Saved entries
════

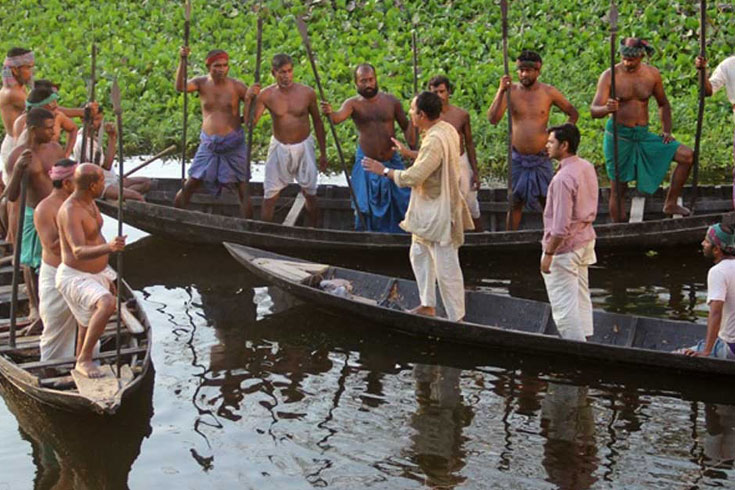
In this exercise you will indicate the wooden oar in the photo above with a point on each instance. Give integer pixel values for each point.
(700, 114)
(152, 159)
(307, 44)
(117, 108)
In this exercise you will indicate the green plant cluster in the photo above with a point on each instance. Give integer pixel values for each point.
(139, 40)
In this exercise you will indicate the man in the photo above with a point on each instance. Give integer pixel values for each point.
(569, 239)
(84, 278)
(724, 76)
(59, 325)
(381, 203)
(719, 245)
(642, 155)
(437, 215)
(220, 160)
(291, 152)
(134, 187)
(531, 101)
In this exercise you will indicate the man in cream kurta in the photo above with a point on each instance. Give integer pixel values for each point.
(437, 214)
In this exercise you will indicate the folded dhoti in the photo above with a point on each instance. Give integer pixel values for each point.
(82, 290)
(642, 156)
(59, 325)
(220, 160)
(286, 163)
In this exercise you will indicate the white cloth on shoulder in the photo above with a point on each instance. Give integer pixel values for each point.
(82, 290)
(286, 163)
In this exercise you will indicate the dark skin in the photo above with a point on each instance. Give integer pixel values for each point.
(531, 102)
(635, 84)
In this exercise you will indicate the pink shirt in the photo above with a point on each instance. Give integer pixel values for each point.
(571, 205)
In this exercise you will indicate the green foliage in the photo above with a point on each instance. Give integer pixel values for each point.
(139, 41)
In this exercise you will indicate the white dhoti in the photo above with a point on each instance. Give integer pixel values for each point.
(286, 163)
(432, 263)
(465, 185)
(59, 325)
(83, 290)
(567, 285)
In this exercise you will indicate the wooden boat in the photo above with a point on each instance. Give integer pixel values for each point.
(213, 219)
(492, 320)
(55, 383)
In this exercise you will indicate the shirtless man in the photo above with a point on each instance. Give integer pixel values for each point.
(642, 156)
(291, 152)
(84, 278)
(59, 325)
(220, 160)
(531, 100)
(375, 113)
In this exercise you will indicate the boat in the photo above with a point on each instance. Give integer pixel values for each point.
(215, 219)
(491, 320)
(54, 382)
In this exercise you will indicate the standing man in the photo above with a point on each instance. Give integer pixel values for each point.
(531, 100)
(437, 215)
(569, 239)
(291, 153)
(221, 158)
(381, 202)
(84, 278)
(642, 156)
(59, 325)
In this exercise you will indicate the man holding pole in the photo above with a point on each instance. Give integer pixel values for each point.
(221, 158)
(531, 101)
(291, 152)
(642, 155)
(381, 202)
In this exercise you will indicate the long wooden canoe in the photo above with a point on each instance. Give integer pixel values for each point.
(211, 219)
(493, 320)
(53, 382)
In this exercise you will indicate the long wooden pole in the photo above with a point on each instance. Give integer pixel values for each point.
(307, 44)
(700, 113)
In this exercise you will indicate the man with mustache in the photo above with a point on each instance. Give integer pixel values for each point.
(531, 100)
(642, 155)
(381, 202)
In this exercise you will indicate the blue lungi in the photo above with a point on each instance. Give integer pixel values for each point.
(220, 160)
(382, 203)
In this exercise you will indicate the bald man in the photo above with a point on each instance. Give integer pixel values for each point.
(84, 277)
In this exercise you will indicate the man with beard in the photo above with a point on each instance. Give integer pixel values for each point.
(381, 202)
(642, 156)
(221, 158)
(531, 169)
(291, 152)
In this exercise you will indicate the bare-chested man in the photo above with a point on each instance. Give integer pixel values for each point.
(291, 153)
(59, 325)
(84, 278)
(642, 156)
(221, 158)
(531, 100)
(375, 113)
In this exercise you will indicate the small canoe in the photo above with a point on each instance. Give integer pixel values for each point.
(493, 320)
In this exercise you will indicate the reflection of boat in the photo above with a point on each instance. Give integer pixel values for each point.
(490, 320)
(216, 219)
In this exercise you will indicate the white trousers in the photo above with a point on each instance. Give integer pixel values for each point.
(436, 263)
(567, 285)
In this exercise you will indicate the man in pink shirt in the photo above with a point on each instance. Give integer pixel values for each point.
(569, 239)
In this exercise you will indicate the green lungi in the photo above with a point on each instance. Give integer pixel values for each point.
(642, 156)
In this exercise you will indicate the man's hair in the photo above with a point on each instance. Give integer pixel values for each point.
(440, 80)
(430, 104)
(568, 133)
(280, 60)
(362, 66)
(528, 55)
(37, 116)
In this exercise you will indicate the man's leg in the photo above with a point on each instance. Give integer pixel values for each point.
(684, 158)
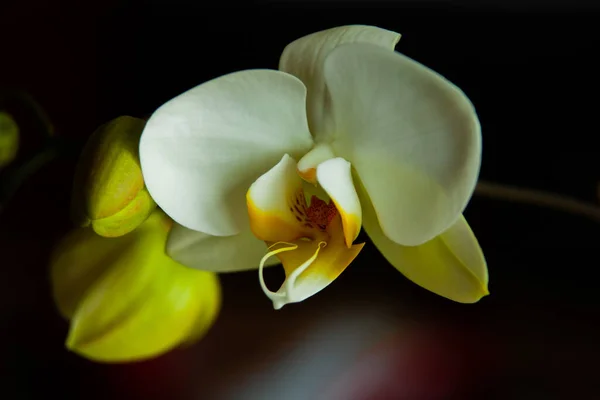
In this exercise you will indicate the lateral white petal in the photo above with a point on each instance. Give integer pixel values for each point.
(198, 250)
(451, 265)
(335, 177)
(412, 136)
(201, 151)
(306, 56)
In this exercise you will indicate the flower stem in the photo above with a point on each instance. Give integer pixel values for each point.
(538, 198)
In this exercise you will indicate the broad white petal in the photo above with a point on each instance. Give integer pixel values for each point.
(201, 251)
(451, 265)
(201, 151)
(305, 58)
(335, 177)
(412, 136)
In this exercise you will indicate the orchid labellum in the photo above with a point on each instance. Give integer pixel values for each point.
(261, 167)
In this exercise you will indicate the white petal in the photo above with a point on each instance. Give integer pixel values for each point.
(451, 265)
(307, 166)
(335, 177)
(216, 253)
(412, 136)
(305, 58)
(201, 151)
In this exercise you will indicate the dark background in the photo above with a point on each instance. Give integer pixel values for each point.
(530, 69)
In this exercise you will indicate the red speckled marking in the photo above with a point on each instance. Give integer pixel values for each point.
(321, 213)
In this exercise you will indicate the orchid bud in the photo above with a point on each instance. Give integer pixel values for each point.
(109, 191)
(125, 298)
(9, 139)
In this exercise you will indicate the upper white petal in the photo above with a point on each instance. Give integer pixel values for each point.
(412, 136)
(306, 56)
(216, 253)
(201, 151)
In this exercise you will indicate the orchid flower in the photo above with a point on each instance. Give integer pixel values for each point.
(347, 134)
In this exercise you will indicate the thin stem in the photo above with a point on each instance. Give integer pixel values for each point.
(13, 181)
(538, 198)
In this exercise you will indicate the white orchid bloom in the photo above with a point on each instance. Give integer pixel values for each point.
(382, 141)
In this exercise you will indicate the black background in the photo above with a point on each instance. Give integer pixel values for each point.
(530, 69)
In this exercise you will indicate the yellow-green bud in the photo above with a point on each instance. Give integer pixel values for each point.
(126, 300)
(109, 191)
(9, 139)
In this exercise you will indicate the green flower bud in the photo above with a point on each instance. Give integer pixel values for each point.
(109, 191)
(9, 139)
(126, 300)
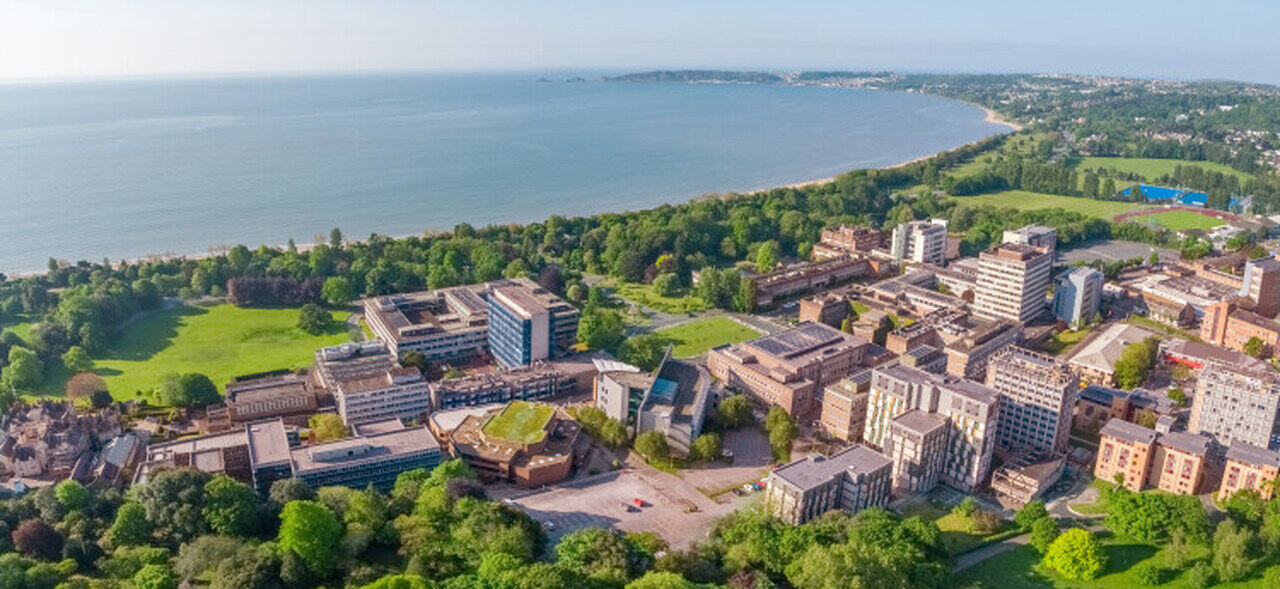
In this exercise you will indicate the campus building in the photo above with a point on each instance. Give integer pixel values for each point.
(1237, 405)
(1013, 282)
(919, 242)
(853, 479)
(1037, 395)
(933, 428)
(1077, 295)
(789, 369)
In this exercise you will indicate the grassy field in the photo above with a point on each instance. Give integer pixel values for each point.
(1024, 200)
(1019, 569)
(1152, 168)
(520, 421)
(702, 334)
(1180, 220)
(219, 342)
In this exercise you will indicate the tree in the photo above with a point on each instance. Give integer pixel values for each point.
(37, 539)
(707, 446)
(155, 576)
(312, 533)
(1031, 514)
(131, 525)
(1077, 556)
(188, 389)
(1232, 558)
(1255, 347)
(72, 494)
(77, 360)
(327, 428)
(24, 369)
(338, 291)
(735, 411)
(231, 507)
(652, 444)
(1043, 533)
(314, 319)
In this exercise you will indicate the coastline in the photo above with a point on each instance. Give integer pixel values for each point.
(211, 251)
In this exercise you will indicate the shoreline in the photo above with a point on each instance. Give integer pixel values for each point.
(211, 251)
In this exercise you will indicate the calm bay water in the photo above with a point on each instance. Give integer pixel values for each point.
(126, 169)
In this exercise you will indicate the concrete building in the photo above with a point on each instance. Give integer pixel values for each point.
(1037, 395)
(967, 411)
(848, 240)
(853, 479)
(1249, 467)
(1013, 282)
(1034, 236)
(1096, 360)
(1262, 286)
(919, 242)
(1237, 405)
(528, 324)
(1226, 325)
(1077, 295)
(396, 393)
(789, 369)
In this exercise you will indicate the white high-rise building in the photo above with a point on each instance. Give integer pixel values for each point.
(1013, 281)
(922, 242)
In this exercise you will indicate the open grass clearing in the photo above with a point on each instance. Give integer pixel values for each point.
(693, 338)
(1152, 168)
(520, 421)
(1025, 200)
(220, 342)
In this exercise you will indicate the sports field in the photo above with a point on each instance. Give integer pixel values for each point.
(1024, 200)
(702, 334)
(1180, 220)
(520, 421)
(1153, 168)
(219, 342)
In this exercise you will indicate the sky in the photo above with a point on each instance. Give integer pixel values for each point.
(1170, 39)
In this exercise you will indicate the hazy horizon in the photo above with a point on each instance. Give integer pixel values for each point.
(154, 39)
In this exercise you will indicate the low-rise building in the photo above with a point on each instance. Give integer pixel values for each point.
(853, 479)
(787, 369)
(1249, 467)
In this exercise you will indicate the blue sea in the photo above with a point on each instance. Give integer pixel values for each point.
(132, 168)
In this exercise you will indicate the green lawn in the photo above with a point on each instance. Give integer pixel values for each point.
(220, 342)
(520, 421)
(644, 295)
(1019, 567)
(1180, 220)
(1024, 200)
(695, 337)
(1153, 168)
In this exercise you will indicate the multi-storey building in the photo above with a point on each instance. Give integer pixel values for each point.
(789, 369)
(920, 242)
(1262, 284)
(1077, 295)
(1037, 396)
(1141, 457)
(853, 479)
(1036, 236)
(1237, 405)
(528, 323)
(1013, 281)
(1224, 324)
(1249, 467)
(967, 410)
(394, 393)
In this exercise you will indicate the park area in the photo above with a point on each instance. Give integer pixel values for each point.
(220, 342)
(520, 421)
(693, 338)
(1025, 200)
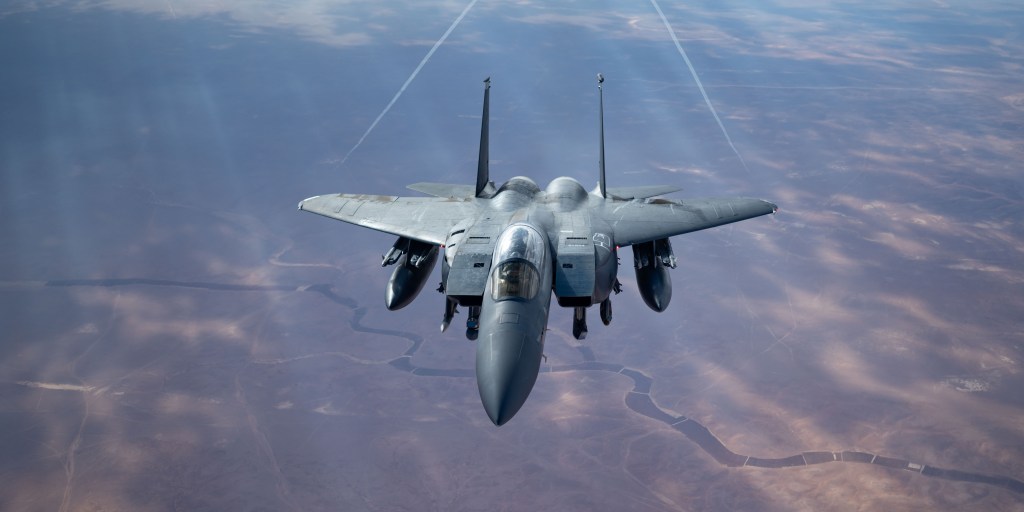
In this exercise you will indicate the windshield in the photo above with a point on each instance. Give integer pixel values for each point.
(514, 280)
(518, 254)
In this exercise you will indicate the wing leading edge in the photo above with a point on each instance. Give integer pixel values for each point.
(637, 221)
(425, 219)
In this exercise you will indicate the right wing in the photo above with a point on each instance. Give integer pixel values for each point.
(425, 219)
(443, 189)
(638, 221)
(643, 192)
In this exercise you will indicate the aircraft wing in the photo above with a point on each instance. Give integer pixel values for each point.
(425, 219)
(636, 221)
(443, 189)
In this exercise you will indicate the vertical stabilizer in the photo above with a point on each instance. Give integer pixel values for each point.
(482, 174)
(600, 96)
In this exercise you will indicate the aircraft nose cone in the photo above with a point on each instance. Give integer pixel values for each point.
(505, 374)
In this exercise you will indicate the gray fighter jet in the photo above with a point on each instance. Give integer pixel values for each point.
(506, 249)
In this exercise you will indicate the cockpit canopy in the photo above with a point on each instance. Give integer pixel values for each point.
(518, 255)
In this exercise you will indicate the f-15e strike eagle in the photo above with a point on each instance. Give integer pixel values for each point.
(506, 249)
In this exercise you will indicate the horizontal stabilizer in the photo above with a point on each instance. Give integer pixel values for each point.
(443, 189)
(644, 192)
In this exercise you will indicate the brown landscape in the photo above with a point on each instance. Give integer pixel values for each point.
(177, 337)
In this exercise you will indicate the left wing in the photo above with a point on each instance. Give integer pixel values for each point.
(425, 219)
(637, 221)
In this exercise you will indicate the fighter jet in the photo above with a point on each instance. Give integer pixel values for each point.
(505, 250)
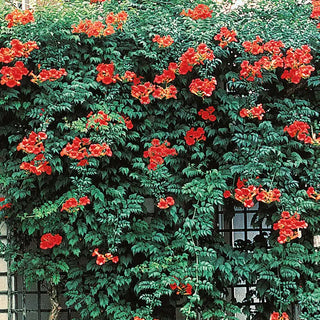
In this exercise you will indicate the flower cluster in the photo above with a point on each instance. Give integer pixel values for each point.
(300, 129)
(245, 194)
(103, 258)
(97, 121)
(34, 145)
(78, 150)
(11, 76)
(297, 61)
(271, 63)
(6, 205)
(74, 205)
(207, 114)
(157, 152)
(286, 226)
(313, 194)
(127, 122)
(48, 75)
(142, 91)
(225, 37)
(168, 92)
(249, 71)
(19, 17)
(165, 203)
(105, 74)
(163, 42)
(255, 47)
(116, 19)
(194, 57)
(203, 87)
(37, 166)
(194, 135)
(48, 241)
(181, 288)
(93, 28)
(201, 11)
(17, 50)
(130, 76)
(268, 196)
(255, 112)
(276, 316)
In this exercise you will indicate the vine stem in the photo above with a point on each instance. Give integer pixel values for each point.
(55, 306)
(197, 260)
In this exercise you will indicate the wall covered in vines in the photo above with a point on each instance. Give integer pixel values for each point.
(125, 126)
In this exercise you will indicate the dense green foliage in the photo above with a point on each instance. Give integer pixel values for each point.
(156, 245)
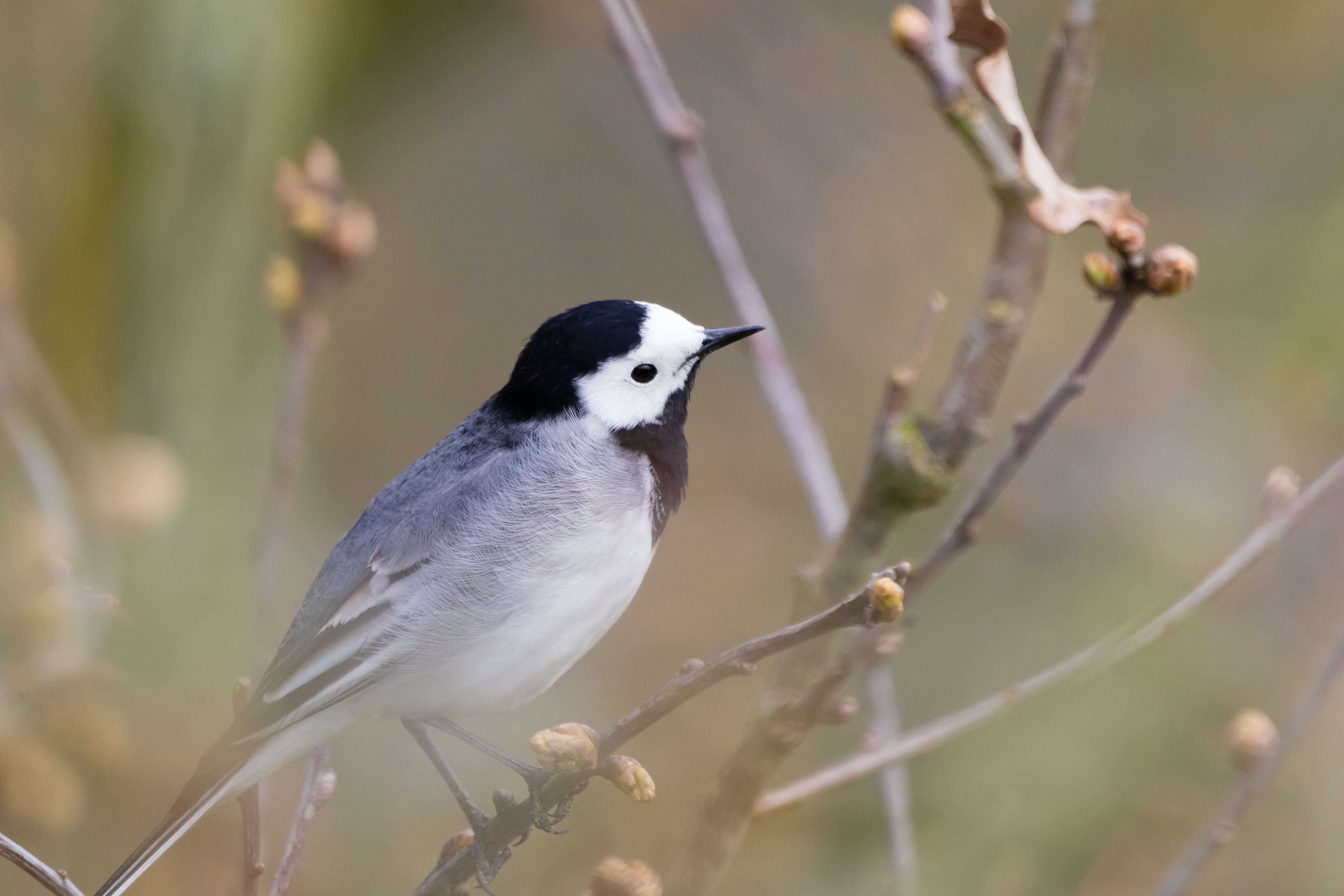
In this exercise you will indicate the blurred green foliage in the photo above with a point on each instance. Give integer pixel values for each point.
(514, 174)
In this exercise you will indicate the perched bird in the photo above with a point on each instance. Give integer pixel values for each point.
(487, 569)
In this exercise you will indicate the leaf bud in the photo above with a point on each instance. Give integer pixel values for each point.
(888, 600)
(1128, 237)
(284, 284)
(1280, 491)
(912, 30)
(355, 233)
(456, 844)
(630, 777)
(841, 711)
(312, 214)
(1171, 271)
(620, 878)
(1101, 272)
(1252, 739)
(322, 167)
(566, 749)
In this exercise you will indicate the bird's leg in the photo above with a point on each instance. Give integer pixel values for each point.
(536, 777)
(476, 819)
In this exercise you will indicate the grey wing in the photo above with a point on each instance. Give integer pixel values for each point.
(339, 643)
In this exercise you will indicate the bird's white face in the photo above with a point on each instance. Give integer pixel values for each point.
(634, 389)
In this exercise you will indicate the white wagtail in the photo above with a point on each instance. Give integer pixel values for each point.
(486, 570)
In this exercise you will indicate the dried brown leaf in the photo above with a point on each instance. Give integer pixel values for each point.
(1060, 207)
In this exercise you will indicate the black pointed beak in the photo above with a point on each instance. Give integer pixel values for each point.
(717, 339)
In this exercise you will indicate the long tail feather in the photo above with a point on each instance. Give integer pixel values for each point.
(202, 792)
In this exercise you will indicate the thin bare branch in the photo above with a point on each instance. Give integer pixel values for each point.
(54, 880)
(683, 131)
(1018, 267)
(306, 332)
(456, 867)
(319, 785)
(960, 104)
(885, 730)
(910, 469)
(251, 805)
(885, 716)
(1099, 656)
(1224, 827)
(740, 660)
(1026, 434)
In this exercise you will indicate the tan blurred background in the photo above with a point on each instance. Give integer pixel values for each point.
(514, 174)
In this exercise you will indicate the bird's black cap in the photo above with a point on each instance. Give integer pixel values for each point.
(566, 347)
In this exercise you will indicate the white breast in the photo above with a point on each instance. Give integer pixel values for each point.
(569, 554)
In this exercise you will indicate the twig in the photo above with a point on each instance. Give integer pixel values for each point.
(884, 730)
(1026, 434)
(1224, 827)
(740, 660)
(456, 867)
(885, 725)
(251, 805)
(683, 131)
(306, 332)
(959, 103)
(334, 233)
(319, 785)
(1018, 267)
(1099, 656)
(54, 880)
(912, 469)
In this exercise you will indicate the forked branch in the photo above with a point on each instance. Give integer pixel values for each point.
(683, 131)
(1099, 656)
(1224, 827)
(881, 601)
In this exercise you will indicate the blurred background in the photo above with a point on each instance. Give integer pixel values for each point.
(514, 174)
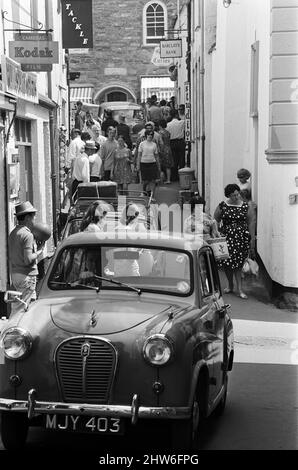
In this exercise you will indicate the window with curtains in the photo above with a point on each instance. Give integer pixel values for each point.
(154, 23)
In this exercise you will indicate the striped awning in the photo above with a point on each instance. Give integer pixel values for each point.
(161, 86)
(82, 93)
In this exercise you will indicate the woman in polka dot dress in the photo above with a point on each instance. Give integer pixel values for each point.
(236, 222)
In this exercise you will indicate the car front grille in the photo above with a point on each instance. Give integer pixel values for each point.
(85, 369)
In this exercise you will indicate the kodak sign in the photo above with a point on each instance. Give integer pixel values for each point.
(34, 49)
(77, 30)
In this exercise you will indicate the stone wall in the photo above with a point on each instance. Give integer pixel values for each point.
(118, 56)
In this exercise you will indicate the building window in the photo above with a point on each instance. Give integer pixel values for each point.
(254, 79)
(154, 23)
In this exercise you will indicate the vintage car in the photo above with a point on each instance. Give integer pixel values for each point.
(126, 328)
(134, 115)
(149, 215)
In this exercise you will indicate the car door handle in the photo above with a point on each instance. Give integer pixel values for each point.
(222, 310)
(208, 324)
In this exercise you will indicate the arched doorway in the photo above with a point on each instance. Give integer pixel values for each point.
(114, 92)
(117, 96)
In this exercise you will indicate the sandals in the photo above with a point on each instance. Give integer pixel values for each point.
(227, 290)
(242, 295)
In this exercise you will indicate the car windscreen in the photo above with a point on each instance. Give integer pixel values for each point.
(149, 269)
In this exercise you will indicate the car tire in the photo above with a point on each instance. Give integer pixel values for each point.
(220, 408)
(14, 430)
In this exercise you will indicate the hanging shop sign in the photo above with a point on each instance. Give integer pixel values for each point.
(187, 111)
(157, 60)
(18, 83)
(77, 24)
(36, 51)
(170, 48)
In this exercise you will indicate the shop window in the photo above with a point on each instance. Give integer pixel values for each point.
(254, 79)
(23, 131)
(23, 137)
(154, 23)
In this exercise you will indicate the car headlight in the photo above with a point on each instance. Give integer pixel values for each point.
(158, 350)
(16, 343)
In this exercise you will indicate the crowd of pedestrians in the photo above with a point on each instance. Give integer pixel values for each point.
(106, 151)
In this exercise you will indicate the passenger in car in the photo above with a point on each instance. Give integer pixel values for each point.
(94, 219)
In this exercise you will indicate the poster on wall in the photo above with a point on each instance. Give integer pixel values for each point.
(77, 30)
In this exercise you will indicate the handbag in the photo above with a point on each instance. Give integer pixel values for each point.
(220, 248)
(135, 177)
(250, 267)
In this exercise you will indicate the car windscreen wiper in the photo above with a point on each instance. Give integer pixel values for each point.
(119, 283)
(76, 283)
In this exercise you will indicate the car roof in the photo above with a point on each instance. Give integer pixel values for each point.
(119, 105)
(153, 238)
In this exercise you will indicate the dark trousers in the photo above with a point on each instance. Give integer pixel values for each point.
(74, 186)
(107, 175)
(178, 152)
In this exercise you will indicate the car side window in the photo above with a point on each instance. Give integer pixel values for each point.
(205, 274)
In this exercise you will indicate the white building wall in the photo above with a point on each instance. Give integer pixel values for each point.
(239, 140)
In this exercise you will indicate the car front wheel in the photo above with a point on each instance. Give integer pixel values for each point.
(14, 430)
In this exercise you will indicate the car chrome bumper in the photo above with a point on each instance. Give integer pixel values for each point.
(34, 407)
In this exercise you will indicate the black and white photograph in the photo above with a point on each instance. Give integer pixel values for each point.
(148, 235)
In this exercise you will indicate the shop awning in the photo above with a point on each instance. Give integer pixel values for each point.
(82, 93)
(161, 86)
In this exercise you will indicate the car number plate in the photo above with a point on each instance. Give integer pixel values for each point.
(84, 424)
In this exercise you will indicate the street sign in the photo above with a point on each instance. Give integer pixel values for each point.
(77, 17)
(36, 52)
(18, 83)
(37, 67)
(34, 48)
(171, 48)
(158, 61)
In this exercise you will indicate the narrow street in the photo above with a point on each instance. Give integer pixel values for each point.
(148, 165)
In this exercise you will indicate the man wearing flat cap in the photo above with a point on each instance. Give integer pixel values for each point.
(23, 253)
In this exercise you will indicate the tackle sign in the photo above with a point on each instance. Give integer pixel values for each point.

════

Problem statement: Only a word-for-word repetition of the lines from the one containing "In this exercise you will indicate the man wearing" to the final line of the data above counts as the answer.

Solution to this problem:
In this exercise you will indicate the man wearing flat cap in the photo above with a point on each instance. Give integer pixel values for each point.
(23, 253)
In this exercise you will indicate the tackle sign in the photo above with a point on each instance. Give integer pixel values for each point.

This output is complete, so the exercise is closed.